New George Family Center for Healing Arts brings artistic therapies into traditional healthcare settings

Portrait of Dr. James George. - Photo via Rowan Today

After a tragic accident in his home left Dr. James George paralyzed, he had very little hope of regaining movement in his body again. After spending nine days in the Jefferson Hospital neuro ICU, he was transferred to Magee Rehabilitation Hospital in Philadelphia. While there, he slowly began to regain movement in the left side of his body. 

How did he do this? With a paintbrush and canvas. 

Through the guidance of an art therapist at Magee, George began to paint every single day. 

“I had taken a couple [of] painting lessons before my injury but nothing like what happened to me as part of my rehabilitation at Magee,” George said. 

Forced to adapt to life in a wheelchair, George found healing in the paintings he was creating. 

“I felt an early sense of freedom because I was not trying to recreate a portrait or a landscape or a seascape. I was just making random marks. About 3 or 4 weeks after that, I started to use more color and that’s when the miracle of art really took hold of me,” George said. 

During his stay at Magee, George created 125 paintings, some of which were used in the redecoration of the waiting room at the rehabilitation center. Now, he wants to bring this kind of healing to Rowan. 

As a Rowan Foundation Board of Trustees member, George knew he wanted to create the George Family Center for Healing Arts, in collaboration with the Ric Edelman College of Communication & Creative Arts. 

Dean of Edelman CCCA Dr. Sanford Tweedie explained that physically the center will be run out of the Edelman College of Communication & Creative Arts, hopefully by March of this year. Although the center is not officially up and running yet, Tweedie and George’s work has already begun. 

George has donated exhibitions of his work to multiple locations of Magee Hospital, the Inspira Medical Center in Mullica Hill, and at the Rowan School of Osteopathic Medicine. 

“We saw this really as the first aspect of the center because we’re trying to not only bring the arts processes into the healthcare situations but also to display the art,” Tweedie said. 

Tweedie and George hope that the George Family Center of Healing Arts will work to combine the therapeutic arts in healthcare centers that are being used in Rowan affiliate organizations. While they are beginning the program with the visual arts of painting, the pair also wants to bring in music, dance, and writing as means for healing as well.
########################################
### Work order 1
How would you render this sentence from the healing arts article in French: "Forced to adapt to life in a wheelchair, George found healing in the paintings he was creating."
### Work order 2
Can you extend the healing arts article beyond its final sentence?

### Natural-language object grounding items
########################################
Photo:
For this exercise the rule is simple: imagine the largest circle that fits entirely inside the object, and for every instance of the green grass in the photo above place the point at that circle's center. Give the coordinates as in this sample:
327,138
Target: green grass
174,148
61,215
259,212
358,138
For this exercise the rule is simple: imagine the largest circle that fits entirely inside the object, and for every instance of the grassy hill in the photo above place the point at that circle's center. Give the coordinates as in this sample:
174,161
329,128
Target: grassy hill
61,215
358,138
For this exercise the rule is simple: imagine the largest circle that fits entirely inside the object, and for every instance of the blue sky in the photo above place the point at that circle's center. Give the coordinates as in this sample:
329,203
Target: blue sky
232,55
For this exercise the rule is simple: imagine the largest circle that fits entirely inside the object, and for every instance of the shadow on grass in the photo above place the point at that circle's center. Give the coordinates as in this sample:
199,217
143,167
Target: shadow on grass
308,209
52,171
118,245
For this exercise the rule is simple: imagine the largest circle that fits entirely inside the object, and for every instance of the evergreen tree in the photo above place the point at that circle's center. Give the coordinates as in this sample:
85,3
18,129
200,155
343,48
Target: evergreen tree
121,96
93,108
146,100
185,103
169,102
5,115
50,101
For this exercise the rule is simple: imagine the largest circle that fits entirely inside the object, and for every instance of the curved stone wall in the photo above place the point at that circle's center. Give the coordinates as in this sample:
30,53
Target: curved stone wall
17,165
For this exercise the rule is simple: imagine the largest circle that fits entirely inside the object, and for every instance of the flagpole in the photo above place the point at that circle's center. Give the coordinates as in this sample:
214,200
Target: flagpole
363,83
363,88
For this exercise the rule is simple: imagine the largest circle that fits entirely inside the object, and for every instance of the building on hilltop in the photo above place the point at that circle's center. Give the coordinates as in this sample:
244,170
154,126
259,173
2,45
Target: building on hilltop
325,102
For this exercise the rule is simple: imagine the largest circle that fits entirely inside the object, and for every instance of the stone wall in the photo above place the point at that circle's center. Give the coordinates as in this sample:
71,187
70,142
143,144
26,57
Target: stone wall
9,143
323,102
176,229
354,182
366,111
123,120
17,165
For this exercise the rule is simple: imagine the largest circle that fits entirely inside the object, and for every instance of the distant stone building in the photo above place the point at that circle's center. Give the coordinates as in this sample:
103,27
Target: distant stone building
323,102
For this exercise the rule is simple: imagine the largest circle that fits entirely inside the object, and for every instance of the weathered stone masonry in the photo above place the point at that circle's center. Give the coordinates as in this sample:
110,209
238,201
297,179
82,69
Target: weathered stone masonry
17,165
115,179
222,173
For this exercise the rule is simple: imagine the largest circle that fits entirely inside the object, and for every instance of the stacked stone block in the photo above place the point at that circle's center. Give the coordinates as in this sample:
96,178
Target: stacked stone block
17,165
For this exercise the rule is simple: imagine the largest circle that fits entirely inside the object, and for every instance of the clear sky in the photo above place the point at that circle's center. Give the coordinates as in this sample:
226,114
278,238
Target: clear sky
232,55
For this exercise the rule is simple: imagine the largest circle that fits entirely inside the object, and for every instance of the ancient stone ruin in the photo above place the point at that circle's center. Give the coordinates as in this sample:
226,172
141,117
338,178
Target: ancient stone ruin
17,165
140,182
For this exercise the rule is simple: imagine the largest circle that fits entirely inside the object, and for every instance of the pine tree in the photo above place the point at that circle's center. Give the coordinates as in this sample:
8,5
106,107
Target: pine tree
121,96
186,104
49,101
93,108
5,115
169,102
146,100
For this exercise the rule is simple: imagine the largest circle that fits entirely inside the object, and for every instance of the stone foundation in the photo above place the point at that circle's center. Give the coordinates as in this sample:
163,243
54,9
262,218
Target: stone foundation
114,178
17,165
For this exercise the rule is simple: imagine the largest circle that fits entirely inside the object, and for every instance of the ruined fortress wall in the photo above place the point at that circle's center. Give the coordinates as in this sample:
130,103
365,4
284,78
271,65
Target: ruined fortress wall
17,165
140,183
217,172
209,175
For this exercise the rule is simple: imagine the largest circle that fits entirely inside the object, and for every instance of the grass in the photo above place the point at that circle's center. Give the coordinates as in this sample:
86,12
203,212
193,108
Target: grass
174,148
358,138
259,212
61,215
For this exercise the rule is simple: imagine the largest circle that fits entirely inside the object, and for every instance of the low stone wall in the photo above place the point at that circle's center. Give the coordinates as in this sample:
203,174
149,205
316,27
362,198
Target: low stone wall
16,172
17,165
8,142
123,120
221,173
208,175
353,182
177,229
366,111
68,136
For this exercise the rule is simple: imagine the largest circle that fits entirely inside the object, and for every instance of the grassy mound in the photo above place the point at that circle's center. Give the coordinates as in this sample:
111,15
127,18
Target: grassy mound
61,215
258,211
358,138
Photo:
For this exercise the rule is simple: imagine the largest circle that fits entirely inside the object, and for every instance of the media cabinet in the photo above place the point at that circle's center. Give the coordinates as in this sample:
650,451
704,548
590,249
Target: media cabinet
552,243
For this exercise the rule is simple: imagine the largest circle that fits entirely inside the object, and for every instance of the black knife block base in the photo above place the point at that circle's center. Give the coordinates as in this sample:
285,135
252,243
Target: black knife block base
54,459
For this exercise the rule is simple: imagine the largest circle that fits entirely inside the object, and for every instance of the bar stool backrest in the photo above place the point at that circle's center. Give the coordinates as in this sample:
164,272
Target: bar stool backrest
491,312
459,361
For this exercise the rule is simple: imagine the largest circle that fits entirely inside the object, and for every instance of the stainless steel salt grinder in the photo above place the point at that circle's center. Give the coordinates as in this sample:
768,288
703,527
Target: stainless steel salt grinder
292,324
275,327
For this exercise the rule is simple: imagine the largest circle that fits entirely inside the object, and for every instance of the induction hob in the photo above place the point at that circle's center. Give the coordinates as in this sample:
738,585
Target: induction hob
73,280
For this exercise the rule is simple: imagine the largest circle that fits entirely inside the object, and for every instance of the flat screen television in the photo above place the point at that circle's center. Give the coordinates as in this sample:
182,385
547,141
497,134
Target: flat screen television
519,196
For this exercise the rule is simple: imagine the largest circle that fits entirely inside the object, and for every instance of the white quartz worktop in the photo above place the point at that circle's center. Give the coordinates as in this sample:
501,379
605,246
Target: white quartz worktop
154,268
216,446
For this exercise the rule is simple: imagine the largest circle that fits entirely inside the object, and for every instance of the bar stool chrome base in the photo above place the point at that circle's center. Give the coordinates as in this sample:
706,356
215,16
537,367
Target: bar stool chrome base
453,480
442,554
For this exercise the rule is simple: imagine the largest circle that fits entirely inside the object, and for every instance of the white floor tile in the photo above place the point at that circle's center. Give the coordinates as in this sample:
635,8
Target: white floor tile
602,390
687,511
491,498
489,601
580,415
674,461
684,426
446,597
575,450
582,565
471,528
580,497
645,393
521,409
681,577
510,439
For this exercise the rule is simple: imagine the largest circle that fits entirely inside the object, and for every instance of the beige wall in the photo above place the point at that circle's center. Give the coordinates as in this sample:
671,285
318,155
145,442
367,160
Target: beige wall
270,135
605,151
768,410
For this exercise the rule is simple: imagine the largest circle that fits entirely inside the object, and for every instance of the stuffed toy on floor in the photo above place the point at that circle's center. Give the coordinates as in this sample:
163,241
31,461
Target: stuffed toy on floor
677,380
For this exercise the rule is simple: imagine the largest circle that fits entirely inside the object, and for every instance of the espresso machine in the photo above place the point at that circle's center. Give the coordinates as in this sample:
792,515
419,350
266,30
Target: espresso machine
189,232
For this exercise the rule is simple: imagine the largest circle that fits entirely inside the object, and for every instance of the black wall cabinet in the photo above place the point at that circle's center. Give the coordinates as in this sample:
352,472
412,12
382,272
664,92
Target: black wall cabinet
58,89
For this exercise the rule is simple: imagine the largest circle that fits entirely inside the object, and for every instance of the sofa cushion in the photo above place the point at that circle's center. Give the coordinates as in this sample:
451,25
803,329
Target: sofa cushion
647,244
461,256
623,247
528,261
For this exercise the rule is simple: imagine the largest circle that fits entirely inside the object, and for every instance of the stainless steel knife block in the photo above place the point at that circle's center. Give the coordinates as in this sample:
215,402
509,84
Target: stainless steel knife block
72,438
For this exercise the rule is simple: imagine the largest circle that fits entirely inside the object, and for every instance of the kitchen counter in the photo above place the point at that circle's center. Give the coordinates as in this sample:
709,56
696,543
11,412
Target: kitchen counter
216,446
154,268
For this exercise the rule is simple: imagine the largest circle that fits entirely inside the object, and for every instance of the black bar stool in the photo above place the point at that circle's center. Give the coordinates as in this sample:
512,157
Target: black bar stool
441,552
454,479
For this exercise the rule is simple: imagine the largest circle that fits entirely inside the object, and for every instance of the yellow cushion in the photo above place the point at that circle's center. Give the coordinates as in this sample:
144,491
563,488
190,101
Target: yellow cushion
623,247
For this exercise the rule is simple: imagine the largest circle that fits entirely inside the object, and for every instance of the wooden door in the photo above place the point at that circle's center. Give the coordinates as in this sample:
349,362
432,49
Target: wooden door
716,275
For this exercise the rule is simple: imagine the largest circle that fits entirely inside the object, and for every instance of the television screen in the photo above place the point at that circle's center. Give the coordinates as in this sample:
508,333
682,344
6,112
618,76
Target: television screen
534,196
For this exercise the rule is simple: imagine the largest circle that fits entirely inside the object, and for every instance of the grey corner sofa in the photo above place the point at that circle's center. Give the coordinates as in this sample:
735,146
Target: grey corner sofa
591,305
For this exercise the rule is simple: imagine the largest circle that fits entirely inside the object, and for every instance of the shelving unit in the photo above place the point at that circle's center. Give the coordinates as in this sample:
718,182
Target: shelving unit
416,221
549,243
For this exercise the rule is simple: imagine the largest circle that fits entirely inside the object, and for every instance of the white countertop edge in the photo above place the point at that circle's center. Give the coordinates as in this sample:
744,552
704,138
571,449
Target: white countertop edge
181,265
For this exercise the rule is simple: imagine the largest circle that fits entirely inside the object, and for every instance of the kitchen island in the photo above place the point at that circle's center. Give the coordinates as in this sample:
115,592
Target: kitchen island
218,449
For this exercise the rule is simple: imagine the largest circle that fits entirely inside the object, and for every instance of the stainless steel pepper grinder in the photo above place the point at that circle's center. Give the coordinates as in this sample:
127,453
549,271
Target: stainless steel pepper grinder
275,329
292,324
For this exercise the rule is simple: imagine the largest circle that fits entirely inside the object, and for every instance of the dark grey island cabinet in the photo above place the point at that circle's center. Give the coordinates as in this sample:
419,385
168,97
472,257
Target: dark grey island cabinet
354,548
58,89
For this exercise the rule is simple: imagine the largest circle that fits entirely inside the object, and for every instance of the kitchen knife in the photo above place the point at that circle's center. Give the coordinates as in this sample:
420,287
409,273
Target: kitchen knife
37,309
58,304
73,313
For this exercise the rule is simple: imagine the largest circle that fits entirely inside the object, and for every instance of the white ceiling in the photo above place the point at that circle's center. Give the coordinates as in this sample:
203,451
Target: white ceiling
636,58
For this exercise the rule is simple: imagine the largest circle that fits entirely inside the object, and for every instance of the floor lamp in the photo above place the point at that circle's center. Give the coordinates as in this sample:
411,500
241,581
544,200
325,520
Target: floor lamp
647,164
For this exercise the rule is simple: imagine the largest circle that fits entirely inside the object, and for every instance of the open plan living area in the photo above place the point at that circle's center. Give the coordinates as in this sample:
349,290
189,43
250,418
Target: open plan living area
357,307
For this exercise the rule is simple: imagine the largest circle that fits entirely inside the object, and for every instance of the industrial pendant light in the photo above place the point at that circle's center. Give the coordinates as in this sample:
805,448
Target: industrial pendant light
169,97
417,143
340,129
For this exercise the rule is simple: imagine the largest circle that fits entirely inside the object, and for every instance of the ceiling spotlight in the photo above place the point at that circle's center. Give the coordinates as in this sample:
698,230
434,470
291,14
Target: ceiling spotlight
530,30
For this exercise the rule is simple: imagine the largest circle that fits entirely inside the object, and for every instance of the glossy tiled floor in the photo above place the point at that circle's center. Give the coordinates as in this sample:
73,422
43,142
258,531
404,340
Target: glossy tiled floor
########################################
### Answer section 1
Contraint de s'adapter à la vie en fauteuil roulant, George a trouvé la guérison dans les tableaux qu'il créait.

### Answer section 2
Additionally, this kind of work can already be recognized through the Rowan-Virtua CARES Institute, the Rowan-Virtua Regional Integrated Special Needs Center, and the smART program. The CARES Institute provides medical and mental health services to children who have experienced abuse or trauma, and the Rowan-Virtua Regional Integrated Special Needs Center (RISN) provides medical care to people with chronic health conditions as well as those with intellectual and developmental disabilities. George and Tweedie plan to work further with Rowan-Virtua CARES and RISN specifically. 

Although this is not the introduction of an art therapy program at Rowan, the center will act as a place for students to gain hands-on experience with patients. 

“We want to have students, particularly art students… will have the opportunity to, through classwork and experiential learning, work in the healthcare setting with the patients, with the families, with the workers, to see a part of what they’re doing in the healthcare setting,” Tweedie said. 

Tweedie continued, explaining, “We first actually met to discuss this in June of last year, and in July I had gone into the emergency room at Inspira Mullica Hill and there was his artwork, beautiful, brightly colored pieces. So I’ve experienced exactly what Dr. George wants people to experience.”

Ultimately, George and Tweedie want art to touch others’ lives as it has touched theirs, from patients to healthcare workers.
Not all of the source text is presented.